Texte —
_ _ _
Je me mis à poser des questions à mes compagnons : comment le cheikh pouvait-il se permettre de nourrir si largement 50 à 60 personnes ? On me répondit que la chose était courante… Le mouridisme encourage le dur labeur (d’où les énormes fermes et autres projets commerciaux gérés par le cheikh) et la générosité (le cheikh doit nourrir ses visiteurs et subvenir aux besoins de ses disciples). Même les mendiants du coin qui rôdaient autour de la cour ont eu à manger grâce aux restes laissés par les visiteurs. Puis ils ont recommencé à chanter les louanges d’Allah. Une jeune femme pauvrement vêtue priait et crachait vers quiconque lui faisait l’aumône.
A l’heure de la prière, nous nous sommes retrouvés de nouveau à la mosquée. Toujours aucun signe du cheikh. Puis, alors que la température devenait plus clémente, les activités commencèrent à reprendre dans la cour. De temps à autre, l’arrivée de dignitaires provoquait un brouhaha. Les serviteurs du cheikh se précipitaient alors pour les mener dans la cour intérieure. Quelques-uns étaient des marabouts très connus, que certains visiteurs venaient saluer. Alors que les ombres s’allongeaient et que la procession des cheikhs se faisait plus dense dans la cour, je m’inquiétais pour mon voyage de retour vers Dakar, qui devait durer trois heures.
_ _ _
Lignes fournies —
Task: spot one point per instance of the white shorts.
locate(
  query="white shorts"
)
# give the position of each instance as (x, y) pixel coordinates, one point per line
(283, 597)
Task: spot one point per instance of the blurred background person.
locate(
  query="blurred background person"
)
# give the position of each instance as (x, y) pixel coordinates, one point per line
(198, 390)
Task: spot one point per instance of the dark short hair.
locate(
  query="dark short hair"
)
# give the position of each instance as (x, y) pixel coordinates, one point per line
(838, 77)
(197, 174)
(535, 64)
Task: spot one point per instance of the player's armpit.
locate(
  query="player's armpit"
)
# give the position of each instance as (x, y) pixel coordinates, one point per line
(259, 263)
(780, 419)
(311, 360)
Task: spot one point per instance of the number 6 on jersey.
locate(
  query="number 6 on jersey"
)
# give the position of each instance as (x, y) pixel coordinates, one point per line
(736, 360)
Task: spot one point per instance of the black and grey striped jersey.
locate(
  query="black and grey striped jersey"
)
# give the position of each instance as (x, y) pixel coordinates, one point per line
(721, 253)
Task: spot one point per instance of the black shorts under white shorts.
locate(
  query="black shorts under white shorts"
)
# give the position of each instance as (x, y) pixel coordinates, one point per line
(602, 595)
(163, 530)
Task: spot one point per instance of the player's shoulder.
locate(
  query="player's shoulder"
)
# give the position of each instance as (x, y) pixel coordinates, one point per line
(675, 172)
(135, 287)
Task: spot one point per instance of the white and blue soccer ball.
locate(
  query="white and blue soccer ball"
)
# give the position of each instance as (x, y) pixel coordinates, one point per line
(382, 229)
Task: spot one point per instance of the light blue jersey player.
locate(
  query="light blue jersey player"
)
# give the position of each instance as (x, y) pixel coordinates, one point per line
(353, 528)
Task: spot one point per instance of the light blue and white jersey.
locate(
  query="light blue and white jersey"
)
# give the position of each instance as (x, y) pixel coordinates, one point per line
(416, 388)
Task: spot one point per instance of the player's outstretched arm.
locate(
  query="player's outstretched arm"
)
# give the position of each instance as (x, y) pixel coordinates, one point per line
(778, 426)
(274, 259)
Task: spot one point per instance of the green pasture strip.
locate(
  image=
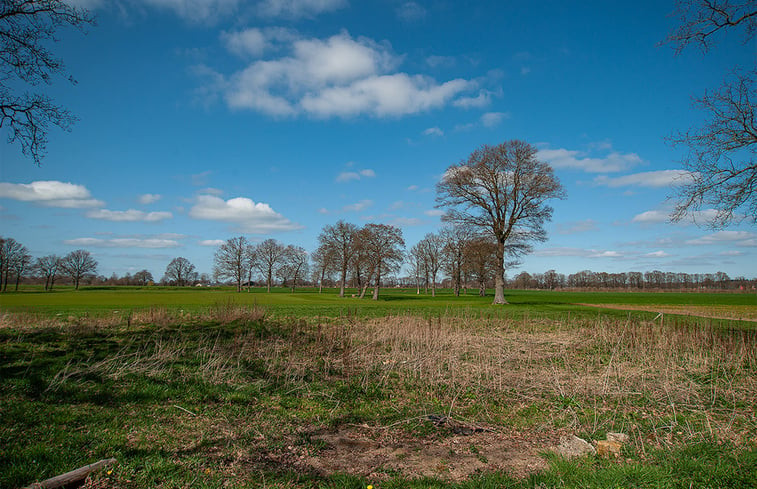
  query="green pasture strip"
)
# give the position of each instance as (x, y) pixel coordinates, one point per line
(309, 303)
(151, 397)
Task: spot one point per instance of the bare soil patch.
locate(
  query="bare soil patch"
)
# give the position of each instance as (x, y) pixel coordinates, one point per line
(380, 454)
(736, 313)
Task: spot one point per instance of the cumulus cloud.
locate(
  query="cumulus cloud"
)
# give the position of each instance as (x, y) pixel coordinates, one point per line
(250, 216)
(579, 252)
(298, 8)
(654, 179)
(433, 131)
(358, 206)
(146, 199)
(123, 243)
(662, 215)
(340, 76)
(348, 176)
(410, 12)
(578, 160)
(483, 99)
(577, 227)
(733, 238)
(131, 215)
(197, 10)
(254, 42)
(51, 193)
(656, 254)
(491, 119)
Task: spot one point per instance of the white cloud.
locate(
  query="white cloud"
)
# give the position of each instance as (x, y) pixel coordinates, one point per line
(406, 221)
(483, 99)
(348, 176)
(254, 42)
(579, 252)
(249, 42)
(123, 243)
(654, 179)
(250, 216)
(131, 215)
(211, 242)
(146, 199)
(211, 191)
(734, 238)
(491, 119)
(358, 206)
(336, 77)
(661, 215)
(297, 8)
(578, 160)
(656, 254)
(653, 216)
(51, 193)
(197, 10)
(577, 227)
(411, 12)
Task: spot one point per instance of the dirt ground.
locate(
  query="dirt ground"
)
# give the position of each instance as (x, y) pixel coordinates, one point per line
(377, 454)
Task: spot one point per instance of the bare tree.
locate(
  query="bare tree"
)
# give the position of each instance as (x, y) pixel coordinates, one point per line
(480, 259)
(180, 271)
(27, 27)
(232, 260)
(383, 246)
(77, 264)
(14, 259)
(456, 239)
(339, 239)
(269, 255)
(417, 263)
(431, 248)
(721, 154)
(48, 266)
(501, 190)
(294, 266)
(143, 277)
(325, 261)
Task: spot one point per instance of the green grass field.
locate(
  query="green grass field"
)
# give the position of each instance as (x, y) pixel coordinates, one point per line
(309, 303)
(211, 388)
_ _ _
Action requise 1 —
D'après le récit de la visite chez le cheikh, combien de temps devait durer le voyage de retour vers Dakar ?
Action requise 2 —
Poursuivez le récit de la visite chez le cheikh à partir de sa dernière phrase.

Zone de réponse 1 —
Trois heures.

Zone de réponse 2 —
Mais, juste avant la prière, il y eut un tumulte, et la foule assemblée dans la cour se leva. Le cheikh M’Backé apparut à la porte, suivi d’autres cheikhs. Beaucoup brûlaient de l’approcher pour lui baiser la main, mais personne n’osait. Il s’est alors dirigé vers la mosquée, où nous l’avons tous suivi en maintenant une distance respectueuse. On lui trouva un siège, et d’autres cheikhs s’assirent aussitôt derrière lui. Ses serviteurs essayaient de repousser la foule, et j’ai dû lutter pour m’introduire dans le cercle qui s’est rapidement formé autour du cheikh.
Celui-ci était assis dans un bon fauteuil, visiblement indifférent à ce qui se passait autour de lui. C’est un petit homme sombre, dont l’apparence n’est en rien améliorée par ses cheveux et sa barbe presque blancs, mal entretenus. Son boubou blanc et le châle qui lui couvrait les épaules n’étaient pas très propres. Son apparence négligée contrastait grandement avec celle des gens qui l’entouraient, certains portant des boubous blancs amidonnés et des cafetans de brocart fin. Avec ses mains semblables à celles d’un fermier et son air simple, il apparaissait comme un authentique marabout soufi.
Pendant qu’il marmonnait sa prière, dévoré des yeux par une centaine de personnes, les autres cheikhs papotaient et riaient tranquillement. Cela ne le distrayait pas le moins du monde. Il continuait à prier ou à lire des passages d’un livre que lui tendait un serviteur. Pendant une demi-heure, il n’a parlé à personne et, tandis que l’obscurité s’installait, la foule l’observait. Ce spectacle était d’autant plus hypnotisant qu’il se déroulait sans un mot. Mais les appels à la prière ont bientôt rompu le charme, et le cheikh s’est levé. Il est alors parti aussi soudainement qu’il était venu. Il avait fait son apparition publique de la journée. Dans le tumulte, je n’ai même pas pu retrouver mon interprète. Il ne me restait qu’à dire les prières et à reprendre la route de Dakar.